> [Compito scritto a]: Quali organizzazioni, secondo l'estratto della pagina, prestano soldi ai paesi sfruttati a tassi che rendono il debito impagabile?

> [Estratto della pagina]:
Questa é la storia dei paesi del sud del mondo. Sostengono la nostra economia e il nostro stile di vita sregolato e consumistico. Se nei supermercati ormai si trova di tutto e costa sempre meno, il costo nascosto é proprio il sudore della loro fronte, la fame dei loro figli e la falcidiazione dei loro diritti. Il costo che non stiamo pagando é la loro vita, le loro tradizioni e la loro cultura rubate. Sono costretti alle monoculture intensive che gli lasciano poco o niente da mangiare perché devono vendere tutto sui mercati internazionali, con la conseguenza che l’autosussistenza per queste persone é ormai un sogno sbiadito, e che devono comprare tutto quello di cui hanno bisogno – perfino ció che essi stessi producono – diventando soggetti alle fluttuazioni dei mercati delle materie prime, che essi chiaramente non controllano. Succede che alla fne della giostra, non hanno piú da mangiare. Sono nostri schiavi.
Nel frattempo le grandi multinazionali saccheggiano le loro risorse naturali traendone benefici incredibili che si volatilizzano sui mercati finanziari senza passare in gran parte per l’economia reale, quella che da per davvero da mangiare alla gente. Allo stesso tempo muovono i fili di organizzazioni come la Banca Mondiale o il Fondo Monetario Internazionale, che prestano soldi agli stessi paesi che sfruttano a tassi di interesse che rendono il debito impagabile, pretendendo di influenzare le politiche di questi paesi per umentarne la produttivitá a scapito dei diritti umani.

> [Voci del compito]:
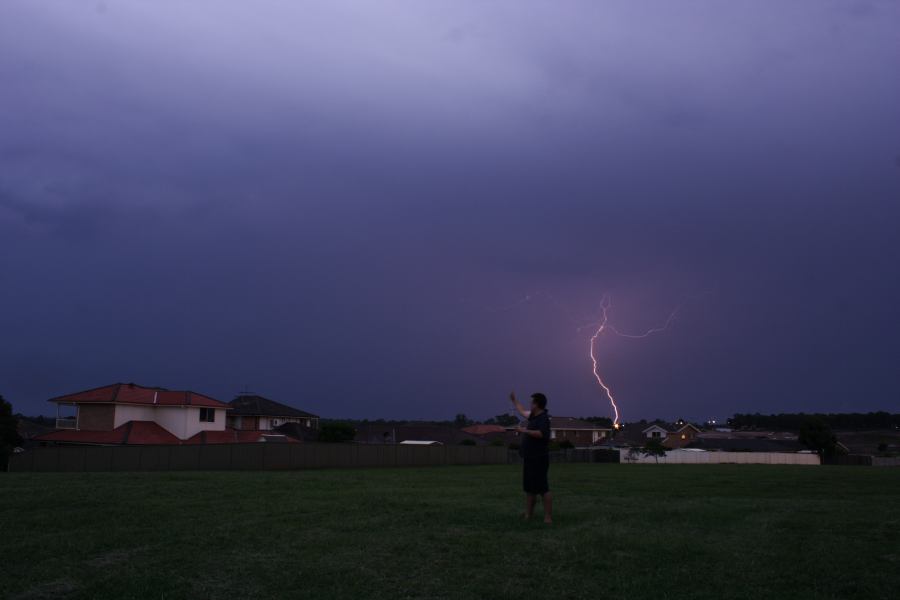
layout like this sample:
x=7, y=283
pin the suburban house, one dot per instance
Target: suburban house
x=580, y=433
x=127, y=413
x=385, y=433
x=252, y=412
x=675, y=435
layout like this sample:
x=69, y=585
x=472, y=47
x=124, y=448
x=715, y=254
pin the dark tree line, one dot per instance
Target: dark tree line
x=9, y=433
x=796, y=421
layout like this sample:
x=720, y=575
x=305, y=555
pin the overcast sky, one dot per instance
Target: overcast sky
x=406, y=209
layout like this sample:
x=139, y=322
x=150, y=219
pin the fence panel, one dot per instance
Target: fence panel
x=257, y=456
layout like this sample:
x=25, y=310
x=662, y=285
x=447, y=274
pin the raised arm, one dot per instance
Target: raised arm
x=518, y=405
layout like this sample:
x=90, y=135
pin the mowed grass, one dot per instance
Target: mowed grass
x=621, y=531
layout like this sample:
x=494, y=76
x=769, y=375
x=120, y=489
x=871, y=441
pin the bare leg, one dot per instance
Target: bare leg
x=547, y=501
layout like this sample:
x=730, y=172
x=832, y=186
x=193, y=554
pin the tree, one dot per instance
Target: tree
x=336, y=432
x=9, y=431
x=816, y=435
x=654, y=448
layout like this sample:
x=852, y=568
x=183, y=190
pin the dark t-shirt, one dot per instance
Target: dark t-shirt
x=533, y=447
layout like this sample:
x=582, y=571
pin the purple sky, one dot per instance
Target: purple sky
x=342, y=205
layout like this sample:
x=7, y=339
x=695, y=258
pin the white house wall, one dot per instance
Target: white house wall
x=130, y=412
x=181, y=421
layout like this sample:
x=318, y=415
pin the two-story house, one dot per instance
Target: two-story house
x=127, y=413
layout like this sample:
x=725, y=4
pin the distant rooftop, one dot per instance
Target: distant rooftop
x=253, y=405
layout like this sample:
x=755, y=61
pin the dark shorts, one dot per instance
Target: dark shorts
x=534, y=475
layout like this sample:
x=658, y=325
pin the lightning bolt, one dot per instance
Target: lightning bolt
x=602, y=326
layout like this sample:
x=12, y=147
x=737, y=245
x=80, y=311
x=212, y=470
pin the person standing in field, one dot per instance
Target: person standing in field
x=535, y=454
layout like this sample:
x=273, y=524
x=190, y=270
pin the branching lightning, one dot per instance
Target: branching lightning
x=603, y=326
x=600, y=326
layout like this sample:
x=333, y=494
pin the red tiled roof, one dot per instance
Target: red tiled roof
x=132, y=432
x=148, y=433
x=130, y=393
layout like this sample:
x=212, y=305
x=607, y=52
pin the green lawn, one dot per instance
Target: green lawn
x=621, y=531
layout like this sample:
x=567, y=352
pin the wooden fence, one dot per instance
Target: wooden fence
x=255, y=457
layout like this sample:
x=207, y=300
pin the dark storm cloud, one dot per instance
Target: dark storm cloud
x=342, y=205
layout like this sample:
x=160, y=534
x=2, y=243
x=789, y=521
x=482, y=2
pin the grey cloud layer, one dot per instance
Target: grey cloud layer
x=328, y=200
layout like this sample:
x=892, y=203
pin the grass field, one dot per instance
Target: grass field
x=621, y=531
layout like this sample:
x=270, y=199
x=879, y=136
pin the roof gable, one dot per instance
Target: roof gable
x=131, y=393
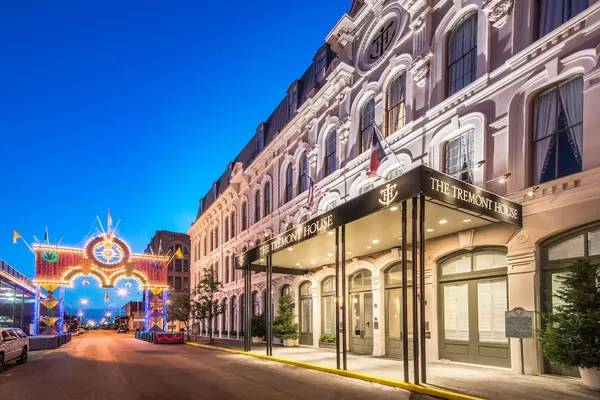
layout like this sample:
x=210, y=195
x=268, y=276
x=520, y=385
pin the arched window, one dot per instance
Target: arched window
x=257, y=206
x=462, y=54
x=233, y=317
x=267, y=197
x=303, y=174
x=244, y=216
x=286, y=290
x=255, y=304
x=558, y=131
x=330, y=153
x=395, y=104
x=366, y=120
x=226, y=229
x=233, y=216
x=289, y=183
x=554, y=13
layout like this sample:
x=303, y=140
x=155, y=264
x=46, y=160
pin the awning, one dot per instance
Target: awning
x=373, y=221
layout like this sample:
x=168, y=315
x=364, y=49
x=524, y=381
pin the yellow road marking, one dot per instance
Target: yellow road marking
x=444, y=394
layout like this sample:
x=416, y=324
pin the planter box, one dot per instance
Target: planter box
x=327, y=345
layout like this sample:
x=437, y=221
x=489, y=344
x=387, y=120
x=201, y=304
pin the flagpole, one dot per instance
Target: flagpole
x=376, y=128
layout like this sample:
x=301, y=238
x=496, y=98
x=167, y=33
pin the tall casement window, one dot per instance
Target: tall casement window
x=553, y=13
x=293, y=101
x=459, y=157
x=257, y=206
x=289, y=183
x=473, y=299
x=330, y=153
x=267, y=197
x=320, y=67
x=303, y=174
x=367, y=118
x=558, y=131
x=260, y=139
x=395, y=104
x=244, y=216
x=462, y=54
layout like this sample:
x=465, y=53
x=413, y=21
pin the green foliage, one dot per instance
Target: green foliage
x=327, y=338
x=571, y=336
x=258, y=326
x=180, y=308
x=283, y=325
x=204, y=304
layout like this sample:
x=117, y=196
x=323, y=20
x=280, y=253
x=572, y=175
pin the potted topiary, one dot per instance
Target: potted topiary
x=571, y=335
x=283, y=326
x=327, y=341
x=259, y=328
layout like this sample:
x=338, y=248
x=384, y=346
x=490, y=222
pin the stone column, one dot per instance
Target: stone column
x=522, y=293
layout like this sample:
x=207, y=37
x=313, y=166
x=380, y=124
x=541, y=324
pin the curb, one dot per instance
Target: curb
x=444, y=394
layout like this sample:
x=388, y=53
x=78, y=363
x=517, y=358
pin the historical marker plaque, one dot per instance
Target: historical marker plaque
x=518, y=323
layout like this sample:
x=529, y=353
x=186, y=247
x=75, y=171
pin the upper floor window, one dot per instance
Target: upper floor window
x=289, y=183
x=367, y=118
x=330, y=153
x=558, y=131
x=244, y=216
x=462, y=54
x=293, y=101
x=303, y=175
x=257, y=206
x=459, y=154
x=554, y=13
x=396, y=104
x=260, y=139
x=267, y=197
x=320, y=65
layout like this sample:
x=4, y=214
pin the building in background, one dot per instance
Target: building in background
x=500, y=94
x=17, y=294
x=178, y=269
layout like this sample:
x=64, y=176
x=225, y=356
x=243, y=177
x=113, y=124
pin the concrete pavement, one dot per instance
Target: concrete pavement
x=106, y=365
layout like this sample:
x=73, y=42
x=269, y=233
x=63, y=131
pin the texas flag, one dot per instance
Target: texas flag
x=377, y=153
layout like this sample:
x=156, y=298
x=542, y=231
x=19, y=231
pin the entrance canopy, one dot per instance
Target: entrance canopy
x=373, y=221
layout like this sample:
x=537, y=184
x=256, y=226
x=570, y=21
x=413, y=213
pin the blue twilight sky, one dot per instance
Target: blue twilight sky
x=136, y=106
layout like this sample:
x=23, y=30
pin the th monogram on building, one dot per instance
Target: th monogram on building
x=486, y=110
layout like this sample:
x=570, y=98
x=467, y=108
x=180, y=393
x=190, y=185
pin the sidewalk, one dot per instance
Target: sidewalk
x=484, y=382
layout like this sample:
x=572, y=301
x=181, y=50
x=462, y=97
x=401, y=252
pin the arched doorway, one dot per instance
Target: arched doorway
x=306, y=325
x=393, y=310
x=558, y=253
x=361, y=313
x=328, y=306
x=473, y=297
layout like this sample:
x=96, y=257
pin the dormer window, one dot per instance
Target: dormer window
x=260, y=139
x=320, y=65
x=293, y=100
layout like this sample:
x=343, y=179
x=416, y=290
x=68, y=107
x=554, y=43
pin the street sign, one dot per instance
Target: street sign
x=518, y=323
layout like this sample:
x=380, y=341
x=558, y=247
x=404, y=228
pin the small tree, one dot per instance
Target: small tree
x=204, y=305
x=180, y=309
x=571, y=336
x=283, y=325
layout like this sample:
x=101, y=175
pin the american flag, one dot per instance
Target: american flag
x=313, y=193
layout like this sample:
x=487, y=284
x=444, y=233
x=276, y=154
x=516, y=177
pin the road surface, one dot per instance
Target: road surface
x=107, y=365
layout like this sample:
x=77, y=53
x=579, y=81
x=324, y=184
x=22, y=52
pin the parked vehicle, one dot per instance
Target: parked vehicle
x=14, y=346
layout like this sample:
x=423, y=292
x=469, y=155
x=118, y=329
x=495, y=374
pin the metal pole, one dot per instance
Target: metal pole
x=344, y=314
x=337, y=298
x=422, y=286
x=404, y=297
x=415, y=314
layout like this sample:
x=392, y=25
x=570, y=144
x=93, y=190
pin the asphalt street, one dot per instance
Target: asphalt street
x=107, y=365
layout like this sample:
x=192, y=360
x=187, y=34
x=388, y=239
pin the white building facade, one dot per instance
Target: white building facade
x=505, y=85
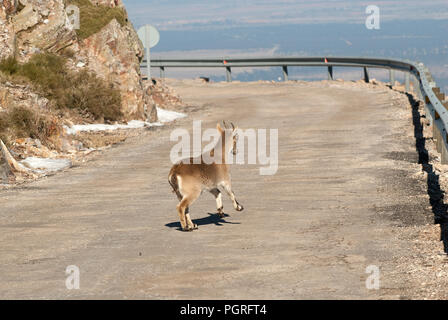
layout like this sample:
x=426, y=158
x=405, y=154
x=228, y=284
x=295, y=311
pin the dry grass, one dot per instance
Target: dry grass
x=81, y=91
x=94, y=18
x=23, y=122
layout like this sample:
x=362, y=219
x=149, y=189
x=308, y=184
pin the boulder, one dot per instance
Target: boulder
x=114, y=53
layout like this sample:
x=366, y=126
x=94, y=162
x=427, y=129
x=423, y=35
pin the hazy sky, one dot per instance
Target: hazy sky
x=206, y=14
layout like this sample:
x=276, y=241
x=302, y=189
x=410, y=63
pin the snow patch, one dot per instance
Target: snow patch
x=163, y=115
x=168, y=116
x=46, y=165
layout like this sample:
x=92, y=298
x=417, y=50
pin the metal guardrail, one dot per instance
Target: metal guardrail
x=424, y=85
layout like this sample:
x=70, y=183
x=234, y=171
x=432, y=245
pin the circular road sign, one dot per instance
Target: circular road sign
x=149, y=36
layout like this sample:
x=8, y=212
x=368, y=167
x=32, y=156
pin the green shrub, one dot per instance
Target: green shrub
x=9, y=66
x=94, y=18
x=23, y=122
x=82, y=91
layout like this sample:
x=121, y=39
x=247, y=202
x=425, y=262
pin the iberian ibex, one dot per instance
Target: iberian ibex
x=189, y=178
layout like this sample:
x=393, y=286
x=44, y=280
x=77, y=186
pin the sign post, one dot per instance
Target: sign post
x=150, y=38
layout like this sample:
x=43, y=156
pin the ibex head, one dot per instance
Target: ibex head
x=229, y=131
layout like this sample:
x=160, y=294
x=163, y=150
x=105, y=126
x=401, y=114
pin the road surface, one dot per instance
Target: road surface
x=310, y=231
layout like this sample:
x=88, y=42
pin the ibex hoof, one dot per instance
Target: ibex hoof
x=188, y=229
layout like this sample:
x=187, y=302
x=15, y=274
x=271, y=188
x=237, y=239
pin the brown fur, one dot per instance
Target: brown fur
x=188, y=180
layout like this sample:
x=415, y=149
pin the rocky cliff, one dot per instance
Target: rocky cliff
x=105, y=42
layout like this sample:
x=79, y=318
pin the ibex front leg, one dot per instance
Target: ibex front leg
x=228, y=187
x=182, y=207
x=218, y=197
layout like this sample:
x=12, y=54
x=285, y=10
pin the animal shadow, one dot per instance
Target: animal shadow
x=212, y=218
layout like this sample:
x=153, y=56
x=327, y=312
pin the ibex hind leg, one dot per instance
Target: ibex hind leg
x=228, y=187
x=185, y=219
x=218, y=197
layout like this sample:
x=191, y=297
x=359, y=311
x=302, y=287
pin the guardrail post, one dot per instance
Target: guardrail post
x=330, y=72
x=162, y=72
x=406, y=82
x=285, y=73
x=229, y=74
x=392, y=77
x=366, y=75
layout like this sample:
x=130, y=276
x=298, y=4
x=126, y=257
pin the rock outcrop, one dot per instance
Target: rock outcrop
x=113, y=53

> [Compito scritto b]: Formatta come elenco numerato le voci dall'inizio fino alla riga che contiene "x=257, y=456", inclusa. Escludi le righe vuote e le immagini.

> [Soluzione esercizio a]: La Banca Mondiale e il Fondo Monetario Internazionale.

> [Soluzione esercizio b]:
1. layout like this sample:
2. x=7, y=283
3. pin the suburban house, one dot per instance
4. Target: suburban house
5. x=580, y=433
6. x=127, y=413
7. x=385, y=433
8. x=252, y=412
9. x=675, y=435
10. layout like this sample:
11. x=69, y=585
12. x=472, y=47
13. x=124, y=448
14. x=715, y=254
15. pin the dark tree line, one dot per instance
16. Target: dark tree line
17. x=9, y=433
18. x=796, y=421
19. layout like this sample:
20. x=720, y=575
21. x=305, y=555
22. pin the overcast sky, one dot per instance
23. Target: overcast sky
24. x=406, y=209
25. layout like this sample:
26. x=139, y=322
27. x=150, y=219
28. pin the fence panel, one dot per instance
29. Target: fence panel
30. x=257, y=456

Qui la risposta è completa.